Exercício:
Reproduza do trecho de comentários, sem qualquer alteração, tudo desde "A humanidade é" até "Anonymous said...".

Paulo Jorge Dumaresq said...

Bob, não esqueçamos as chacinas diárias no nosso Brasil e os carros-bomba no Oriente Médio. A morte por atacado. Crônica pertinente pela paz em todo o mundo. Abraço do tamanho das Minas Gerais.

CANTO GERAL DO BRASIL (e outros cantos) said...

A humanidade é desumana, dissera o poeta! Me calo...
Mais uma crônica pintada com as tintas de quem sabe, numa hora triste do mundo...

Meu abraço e admiração!!!

Dois Rios said...

corrigindo: Barbárie não se explica. Se chora.


Anonymous said...

Deus, esse menininho tá sem dente como meu Hebinho e eu meio sem esperança como muitas pessoas. às vezes fico pensando se o mundo tá realmente pior ou se sou que sou uma inadaptada. Essas barbáries doem demais na gente.

Material:
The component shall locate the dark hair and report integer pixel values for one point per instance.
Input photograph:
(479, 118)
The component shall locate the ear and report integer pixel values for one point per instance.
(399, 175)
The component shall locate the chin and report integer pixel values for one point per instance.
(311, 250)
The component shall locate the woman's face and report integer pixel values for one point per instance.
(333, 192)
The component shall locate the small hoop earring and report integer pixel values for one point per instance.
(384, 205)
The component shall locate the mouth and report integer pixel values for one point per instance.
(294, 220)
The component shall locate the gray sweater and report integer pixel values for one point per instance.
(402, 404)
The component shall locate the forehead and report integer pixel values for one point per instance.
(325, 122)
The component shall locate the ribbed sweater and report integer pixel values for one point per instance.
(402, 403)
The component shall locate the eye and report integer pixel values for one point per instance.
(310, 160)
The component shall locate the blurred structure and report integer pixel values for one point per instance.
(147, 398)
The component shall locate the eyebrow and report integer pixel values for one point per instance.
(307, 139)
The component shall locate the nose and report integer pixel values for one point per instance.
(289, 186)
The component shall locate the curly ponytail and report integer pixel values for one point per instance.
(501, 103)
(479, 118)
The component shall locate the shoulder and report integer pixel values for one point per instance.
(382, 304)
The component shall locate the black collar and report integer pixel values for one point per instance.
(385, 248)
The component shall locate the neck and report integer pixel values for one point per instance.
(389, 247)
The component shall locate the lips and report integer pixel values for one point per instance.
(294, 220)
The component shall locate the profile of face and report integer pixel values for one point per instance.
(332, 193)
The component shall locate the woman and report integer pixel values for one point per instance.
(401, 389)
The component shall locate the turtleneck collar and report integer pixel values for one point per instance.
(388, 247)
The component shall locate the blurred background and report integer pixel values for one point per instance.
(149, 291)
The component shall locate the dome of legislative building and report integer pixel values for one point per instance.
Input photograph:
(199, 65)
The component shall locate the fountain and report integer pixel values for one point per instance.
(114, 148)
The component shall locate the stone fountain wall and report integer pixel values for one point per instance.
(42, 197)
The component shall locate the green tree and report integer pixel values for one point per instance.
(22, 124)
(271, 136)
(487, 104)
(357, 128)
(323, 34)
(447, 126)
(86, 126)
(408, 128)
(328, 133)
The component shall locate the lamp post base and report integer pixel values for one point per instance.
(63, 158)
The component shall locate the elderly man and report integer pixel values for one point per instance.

Resultado do exercício:
A humanidade é desumana, dissera o poeta! Me calo...
Mais uma crônica pintada com as tintas de quem sabe, numa hora triste do mundo...

Meu abraço e admiração!!!

Dois Rios said...

corrigindo: Barbárie não se explica. Se chora.


Anonymous said...